YOUR INSTRUCTIONS ::
Lay out the stretch of the material from the line containing "Drop a point on every instance of the sandwich" through the end as a numbered list, leaving out any blank lines and everything before that stretch.

DATA PROVIDED ::
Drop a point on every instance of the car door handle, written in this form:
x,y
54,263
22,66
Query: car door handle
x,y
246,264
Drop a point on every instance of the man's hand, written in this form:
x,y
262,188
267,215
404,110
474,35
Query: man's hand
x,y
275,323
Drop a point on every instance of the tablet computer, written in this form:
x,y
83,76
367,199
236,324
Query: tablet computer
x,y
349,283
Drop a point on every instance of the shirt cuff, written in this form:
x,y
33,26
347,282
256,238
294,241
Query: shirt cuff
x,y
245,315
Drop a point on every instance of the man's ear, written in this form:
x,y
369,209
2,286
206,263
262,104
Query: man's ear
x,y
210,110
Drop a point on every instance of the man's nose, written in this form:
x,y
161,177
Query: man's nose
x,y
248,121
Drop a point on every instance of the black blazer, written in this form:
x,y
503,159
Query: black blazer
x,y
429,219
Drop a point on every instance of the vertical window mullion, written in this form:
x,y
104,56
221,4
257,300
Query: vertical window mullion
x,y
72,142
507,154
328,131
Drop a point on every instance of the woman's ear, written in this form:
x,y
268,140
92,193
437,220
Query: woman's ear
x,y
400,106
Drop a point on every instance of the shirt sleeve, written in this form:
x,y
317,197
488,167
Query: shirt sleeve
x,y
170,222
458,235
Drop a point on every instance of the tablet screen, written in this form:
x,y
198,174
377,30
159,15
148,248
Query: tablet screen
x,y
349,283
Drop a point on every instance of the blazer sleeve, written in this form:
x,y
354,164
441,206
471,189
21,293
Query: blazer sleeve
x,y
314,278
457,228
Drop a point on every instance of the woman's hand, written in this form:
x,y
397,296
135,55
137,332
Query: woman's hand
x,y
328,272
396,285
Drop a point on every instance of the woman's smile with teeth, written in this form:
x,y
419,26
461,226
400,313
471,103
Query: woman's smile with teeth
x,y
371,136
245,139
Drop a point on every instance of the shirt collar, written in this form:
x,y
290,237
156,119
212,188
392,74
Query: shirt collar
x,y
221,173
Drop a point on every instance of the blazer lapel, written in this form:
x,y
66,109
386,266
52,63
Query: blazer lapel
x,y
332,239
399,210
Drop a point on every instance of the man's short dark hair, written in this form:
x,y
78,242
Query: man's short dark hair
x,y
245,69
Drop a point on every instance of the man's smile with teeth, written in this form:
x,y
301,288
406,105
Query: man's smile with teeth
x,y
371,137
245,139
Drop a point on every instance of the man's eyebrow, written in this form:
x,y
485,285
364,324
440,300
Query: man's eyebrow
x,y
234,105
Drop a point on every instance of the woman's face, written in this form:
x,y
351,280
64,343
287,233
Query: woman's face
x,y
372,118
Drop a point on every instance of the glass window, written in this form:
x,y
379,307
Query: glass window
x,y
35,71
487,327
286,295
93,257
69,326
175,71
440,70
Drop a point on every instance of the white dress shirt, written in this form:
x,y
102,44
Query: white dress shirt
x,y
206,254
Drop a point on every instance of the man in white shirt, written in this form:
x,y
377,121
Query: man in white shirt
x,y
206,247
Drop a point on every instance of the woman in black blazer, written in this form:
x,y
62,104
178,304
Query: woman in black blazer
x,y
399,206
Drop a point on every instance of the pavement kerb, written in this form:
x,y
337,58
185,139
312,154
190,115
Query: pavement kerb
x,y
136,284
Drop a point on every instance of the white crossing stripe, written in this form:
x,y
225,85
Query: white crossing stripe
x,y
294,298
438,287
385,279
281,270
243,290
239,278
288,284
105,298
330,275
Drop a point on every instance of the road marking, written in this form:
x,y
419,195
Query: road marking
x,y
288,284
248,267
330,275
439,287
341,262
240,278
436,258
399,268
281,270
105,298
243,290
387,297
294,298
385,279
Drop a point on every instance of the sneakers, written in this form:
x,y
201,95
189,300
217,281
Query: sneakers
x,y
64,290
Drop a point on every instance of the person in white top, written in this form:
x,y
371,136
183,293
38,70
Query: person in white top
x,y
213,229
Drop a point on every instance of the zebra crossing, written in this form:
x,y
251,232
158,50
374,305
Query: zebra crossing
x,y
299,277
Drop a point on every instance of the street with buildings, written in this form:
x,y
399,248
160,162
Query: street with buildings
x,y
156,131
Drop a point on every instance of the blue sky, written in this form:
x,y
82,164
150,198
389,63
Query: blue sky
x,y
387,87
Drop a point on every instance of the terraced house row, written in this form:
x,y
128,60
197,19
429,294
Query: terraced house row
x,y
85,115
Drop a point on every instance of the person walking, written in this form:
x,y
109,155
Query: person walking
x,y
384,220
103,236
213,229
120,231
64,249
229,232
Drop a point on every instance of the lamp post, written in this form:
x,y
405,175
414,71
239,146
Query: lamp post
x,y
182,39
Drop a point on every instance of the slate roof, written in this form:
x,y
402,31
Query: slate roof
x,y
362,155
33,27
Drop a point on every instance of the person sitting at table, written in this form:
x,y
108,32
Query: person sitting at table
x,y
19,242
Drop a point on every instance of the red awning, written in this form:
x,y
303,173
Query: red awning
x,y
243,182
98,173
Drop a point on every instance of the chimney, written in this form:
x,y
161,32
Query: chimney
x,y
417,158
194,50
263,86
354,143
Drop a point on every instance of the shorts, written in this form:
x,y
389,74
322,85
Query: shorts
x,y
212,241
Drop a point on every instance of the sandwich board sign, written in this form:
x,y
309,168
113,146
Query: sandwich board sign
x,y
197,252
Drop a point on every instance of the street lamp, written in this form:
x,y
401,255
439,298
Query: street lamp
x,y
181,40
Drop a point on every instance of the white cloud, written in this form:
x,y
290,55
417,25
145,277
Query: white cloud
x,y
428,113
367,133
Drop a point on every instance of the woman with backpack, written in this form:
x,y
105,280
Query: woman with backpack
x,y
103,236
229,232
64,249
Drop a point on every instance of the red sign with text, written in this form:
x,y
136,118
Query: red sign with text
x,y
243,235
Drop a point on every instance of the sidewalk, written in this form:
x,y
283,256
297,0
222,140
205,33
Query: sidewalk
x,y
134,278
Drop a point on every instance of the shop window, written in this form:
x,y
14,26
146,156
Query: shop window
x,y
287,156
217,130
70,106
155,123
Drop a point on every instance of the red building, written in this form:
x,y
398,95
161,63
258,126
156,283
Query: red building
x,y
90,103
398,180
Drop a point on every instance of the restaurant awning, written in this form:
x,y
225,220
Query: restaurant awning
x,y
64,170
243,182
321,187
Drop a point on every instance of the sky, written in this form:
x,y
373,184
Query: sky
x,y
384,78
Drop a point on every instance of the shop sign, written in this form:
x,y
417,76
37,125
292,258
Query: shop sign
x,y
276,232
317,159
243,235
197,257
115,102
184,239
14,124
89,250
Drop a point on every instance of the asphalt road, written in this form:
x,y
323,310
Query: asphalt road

SOLUTION ::
1. Drop a point on every instance of the sandwich board sign, written in this form:
2. x,y
3. 309,168
4. 113,146
5. Query: sandwich board sign
6. x,y
7. 197,252
8. Drop a point on every instance of the street lamp, written in this form:
9. x,y
10. 401,255
11. 439,298
12. Query: street lamp
13. x,y
14. 181,40
15. Drop a point on every instance of the white cloud, written in this form:
16. x,y
17. 290,55
18. 417,25
19. 145,277
20. Query: white cloud
21. x,y
22. 428,113
23. 367,133
24. Drop a point on every instance of the woman with backpack, written in this form:
25. x,y
26. 105,280
27. Query: woman with backpack
28. x,y
29. 103,236
30. 229,232
31. 64,249
32. Drop a point on every instance of the red sign with text, written in this form:
33. x,y
34. 136,118
35. Query: red sign with text
36. x,y
37. 243,235
38. Drop a point on every instance of the sidewalk, written in this form:
39. x,y
40. 283,256
41. 297,0
42. 222,140
43. 205,33
44. Query: sidewalk
45. x,y
46. 134,278
47. Drop a point on every instance of the shop window, written in this form:
48. x,y
49. 14,26
50. 146,156
51. Query: shop window
52. x,y
53. 287,156
54. 217,130
55. 70,106
56. 155,123
57. Drop a point on every instance of the red building, written in this form:
58. x,y
59. 398,95
60. 161,63
61. 258,126
62. 156,283
63. Query: red building
64. x,y
65. 90,103
66. 398,180
67. Drop a point on every instance of the restaurant awning, written in this form:
68. x,y
69. 225,220
70. Query: restaurant awning
71. x,y
72. 64,170
73. 243,182
74. 321,187
75. Drop a point on every instance of the sky, written in this form:
76. x,y
77. 373,184
78. Query: sky
79. x,y
80. 384,78
81. Drop a point on every instance of the shop sign, written in this form:
82. x,y
83. 417,76
84. 37,125
85. 292,258
86. Query: shop sign
87. x,y
88. 276,232
89. 317,159
90. 243,235
91. 197,257
92. 115,102
93. 184,239
94. 14,124
95. 89,250
96. Drop a point on every instance of the asphalt road, written in this form:
97. x,y
98. 323,310
99. Query: asphalt road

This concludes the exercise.